## DOCUMENT PASSAGE
# Will there ever be another Dream Team?



## UD40 (May 12, 2005)

Simple question, will there ever be another team (from anywhere) like the '92 Dream Team?


----------



## Sir Patchwork (Jan 12, 2005)

Honestly, I think 2008 will give the dream team a run for it's money. 

LeBron will be like 23, Melo will be 24, Wade will be 25, Kobe will be 29, Chris Paul will be 22, Dwight Howard will be 22, Chris Bosh will be 23, and so on. These numbers are rough estimates, because I'm not sure exactly how old some of these guys are and I don't feel like looking it up, but you get the point. These guys are so young, and time so far has proven that these guys develop at a rapid pace. 

We could be looking at a real special collection of talent by 2008 if everything falls in place right, because all of these guys are about progress. Greg Oden should also be playing with the team by then. 

Now it's a different question if you're asking if any team will absolutely destroy teams like the original dream team did, because that's more dependant on the competition. That dream team would not have destroyed the 2004 Argentina team by 38 points. It would have been under 15 points.

USA had basketball as a primary sport way before any other country, which is why we dominated for so long. Some of the other countries adopted basketball as a primary sport probably 15 or so years ago, so they have naturally made up a ton of ground in catching up. That gap is only going to keep closing and eventually become non-existent.


----------



## rainman (Jul 15, 2002)

i dont think you'll see it, first off in 92 all the guys showed up, there wasnt this thing where the vets didnt want to play, bird/magic were there and they were to some extent past their prime but they still showed up. the second thing is i dont see players ever being as fundamentally sound as those players and that will show more in international competition. anyone trying to suggest this bunch(and i do think they will win it all this year) is as good as that 92 team is showing their age, no offense.


----------



## ralaw (Feb 24, 2005)

No, from top to bottom every single player (outside of Leatner) from the 92' squad was an elite player, who was an all time great. I think the 92' Dream Team had heart and competitiveness; however, I think the 08' squad will display these same attributes. The 92' Dream Team was more experienced than this 08' team considering before the they arrived for the Olympics. The 92' team had already won 5 NCAA championships, 9 NBA MVPs, and a 12 NBA championships. I think the 08's team has comparable talent, but not comparable basketball IQ and skill.

## TASK SET
1. Copy the passage of the Dream Team thread from "## Sir Patchwork" to "team by then." word for word.
2. Repeat the entries exactly, starting at the line with "of the tile" and continuing through the last line of the entries.

## RAW DATA
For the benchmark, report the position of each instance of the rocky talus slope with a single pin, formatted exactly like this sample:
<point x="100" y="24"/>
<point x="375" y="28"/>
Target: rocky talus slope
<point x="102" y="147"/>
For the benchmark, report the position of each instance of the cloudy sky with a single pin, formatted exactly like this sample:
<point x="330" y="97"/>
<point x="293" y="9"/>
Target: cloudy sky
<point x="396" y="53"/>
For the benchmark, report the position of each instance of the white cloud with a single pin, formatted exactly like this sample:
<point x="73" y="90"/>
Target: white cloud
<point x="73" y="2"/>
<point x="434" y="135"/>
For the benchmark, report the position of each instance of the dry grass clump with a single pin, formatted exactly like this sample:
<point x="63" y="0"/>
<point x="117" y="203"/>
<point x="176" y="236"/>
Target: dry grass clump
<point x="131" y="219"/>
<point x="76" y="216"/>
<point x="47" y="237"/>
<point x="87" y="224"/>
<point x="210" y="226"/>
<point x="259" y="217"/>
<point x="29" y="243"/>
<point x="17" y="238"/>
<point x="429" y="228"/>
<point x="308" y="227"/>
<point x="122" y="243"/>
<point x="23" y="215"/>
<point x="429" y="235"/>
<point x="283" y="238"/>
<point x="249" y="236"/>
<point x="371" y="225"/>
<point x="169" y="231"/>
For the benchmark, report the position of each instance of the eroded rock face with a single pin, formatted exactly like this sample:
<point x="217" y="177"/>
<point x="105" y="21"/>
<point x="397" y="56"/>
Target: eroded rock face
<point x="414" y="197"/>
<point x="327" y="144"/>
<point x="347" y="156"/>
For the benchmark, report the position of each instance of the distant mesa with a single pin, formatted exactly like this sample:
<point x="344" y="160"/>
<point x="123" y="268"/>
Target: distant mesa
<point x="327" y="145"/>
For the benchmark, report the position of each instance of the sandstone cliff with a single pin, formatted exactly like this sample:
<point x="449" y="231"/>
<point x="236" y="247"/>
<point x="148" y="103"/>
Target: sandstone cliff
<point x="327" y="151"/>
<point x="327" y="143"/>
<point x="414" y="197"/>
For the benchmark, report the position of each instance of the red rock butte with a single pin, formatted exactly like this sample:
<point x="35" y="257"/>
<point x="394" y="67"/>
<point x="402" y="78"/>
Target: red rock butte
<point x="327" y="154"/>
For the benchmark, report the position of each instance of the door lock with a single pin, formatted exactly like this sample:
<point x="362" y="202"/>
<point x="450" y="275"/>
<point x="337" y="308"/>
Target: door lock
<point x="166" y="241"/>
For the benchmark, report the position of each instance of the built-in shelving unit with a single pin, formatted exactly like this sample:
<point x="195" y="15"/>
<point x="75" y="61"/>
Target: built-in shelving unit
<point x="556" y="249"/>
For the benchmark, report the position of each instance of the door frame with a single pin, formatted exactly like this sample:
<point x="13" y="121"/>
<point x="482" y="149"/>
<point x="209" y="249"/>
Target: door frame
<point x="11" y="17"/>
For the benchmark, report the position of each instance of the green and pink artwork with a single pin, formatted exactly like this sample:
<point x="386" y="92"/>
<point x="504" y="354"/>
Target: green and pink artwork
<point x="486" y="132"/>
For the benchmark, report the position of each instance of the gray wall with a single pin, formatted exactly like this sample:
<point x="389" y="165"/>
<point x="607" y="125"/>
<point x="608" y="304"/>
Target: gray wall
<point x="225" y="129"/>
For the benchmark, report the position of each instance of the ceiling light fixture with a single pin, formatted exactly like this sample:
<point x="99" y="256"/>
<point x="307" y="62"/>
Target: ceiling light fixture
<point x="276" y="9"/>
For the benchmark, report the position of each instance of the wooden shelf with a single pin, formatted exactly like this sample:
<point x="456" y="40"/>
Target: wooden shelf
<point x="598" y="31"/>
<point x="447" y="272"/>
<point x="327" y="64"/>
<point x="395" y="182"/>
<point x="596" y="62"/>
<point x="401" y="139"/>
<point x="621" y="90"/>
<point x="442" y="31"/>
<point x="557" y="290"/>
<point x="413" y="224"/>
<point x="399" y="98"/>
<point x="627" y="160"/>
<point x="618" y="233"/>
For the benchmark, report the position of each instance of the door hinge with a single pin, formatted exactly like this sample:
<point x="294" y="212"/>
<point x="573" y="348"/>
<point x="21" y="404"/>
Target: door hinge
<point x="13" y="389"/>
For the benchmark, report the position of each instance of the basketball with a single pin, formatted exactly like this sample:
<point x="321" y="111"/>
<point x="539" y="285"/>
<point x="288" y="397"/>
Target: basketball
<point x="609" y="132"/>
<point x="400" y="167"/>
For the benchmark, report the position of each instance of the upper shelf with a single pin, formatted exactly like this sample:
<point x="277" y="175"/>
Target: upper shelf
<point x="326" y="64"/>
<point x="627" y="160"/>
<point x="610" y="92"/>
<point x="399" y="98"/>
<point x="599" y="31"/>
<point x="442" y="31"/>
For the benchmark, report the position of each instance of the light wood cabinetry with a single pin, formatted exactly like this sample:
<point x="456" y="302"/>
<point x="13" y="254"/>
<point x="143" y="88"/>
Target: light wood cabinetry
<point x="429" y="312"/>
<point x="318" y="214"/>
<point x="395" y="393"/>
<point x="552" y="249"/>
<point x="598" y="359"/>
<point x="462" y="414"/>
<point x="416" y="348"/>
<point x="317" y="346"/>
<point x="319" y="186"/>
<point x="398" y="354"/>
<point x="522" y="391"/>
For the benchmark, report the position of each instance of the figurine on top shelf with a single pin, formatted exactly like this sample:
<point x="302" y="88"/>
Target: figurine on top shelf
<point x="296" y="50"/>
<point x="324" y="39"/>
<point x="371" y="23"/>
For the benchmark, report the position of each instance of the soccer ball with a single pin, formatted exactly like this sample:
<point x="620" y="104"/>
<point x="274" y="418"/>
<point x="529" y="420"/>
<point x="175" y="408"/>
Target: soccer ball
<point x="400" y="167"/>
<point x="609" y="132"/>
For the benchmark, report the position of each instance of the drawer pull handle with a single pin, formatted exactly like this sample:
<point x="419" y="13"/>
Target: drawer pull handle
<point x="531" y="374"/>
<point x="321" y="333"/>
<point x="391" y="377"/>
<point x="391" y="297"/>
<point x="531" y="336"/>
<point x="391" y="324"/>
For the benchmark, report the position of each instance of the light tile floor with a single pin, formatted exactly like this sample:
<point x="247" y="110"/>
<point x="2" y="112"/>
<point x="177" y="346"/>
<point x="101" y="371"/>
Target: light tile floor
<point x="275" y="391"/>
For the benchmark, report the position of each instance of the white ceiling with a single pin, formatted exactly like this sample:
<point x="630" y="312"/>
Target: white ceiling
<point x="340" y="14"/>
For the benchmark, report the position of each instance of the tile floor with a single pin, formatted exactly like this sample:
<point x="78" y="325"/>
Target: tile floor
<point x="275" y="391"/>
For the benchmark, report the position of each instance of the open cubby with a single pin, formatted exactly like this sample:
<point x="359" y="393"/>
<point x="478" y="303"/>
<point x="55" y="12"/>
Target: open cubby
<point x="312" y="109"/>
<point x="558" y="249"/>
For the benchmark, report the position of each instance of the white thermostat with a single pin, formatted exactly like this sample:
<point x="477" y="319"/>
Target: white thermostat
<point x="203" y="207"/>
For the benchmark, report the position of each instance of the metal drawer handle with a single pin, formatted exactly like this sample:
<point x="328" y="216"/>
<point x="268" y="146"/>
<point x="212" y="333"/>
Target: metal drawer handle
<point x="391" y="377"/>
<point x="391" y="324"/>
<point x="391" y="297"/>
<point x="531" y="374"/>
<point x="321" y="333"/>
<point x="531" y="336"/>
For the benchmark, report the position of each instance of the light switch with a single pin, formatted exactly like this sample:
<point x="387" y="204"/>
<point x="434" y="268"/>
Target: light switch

## ANSWERS
1.
## Sir Patchwork (Jan 12, 2005)

Honestly, I think 2008 will give the dream team a run for it's money. 

LeBron will be like 23, Melo will be 24, Wade will be 25, Kobe will be 29, Chris Paul will be 22, Dwight Howard will be 22, Chris Bosh will be 23, and so on. These numbers are rough estimates, because I'm not sure exactly how old some of these guys are and I don't feel like looking it up, but you get the point. These guys are so young, and time so far has proven that these guys develop at a rapid pace. 

We could be looking at a real special collection of talent by 2008 if everything falls in place right, because all of these guys are about progress. Greg Oden should also be playing with the team by then.

2.
For the benchmark, report the position of each instance of the tile floor with a single pin, formatted exactly like this sample:
<point x="78" y="325"/>
Target: tile floor
<point x="275" y="391"/>
For the benchmark, report the position of each instance of the open cubby with a single pin, formatted exactly like this sample:
<point x="359" y="393"/>
<point x="478" y="303"/>
<point x="55" y="12"/>
Target: open cubby
<point x="312" y="109"/>
<point x="558" y="249"/>
For the benchmark, report the position of each instance of the white thermostat with a single pin, formatted exactly like this sample:
<point x="477" y="319"/>
Target: white thermostat
<point x="203" y="207"/>
For the benchmark, report the position of each instance of the metal drawer handle with a single pin, formatted exactly like this sample:
<point x="328" y="216"/>
<point x="268" y="146"/>
<point x="212" y="333"/>
Target: metal drawer handle
<point x="391" y="377"/>
<point x="391" y="324"/>
<point x="391" y="297"/>
<point x="531" y="374"/>
<point x="321" y="333"/>
<point x="531" y="336"/>
For the benchmark, report the position of each instance of the light switch with a single pin, formatted exactly like this sample:
<point x="387" y="204"/>
<point x="434" y="268"/>
Target: light switch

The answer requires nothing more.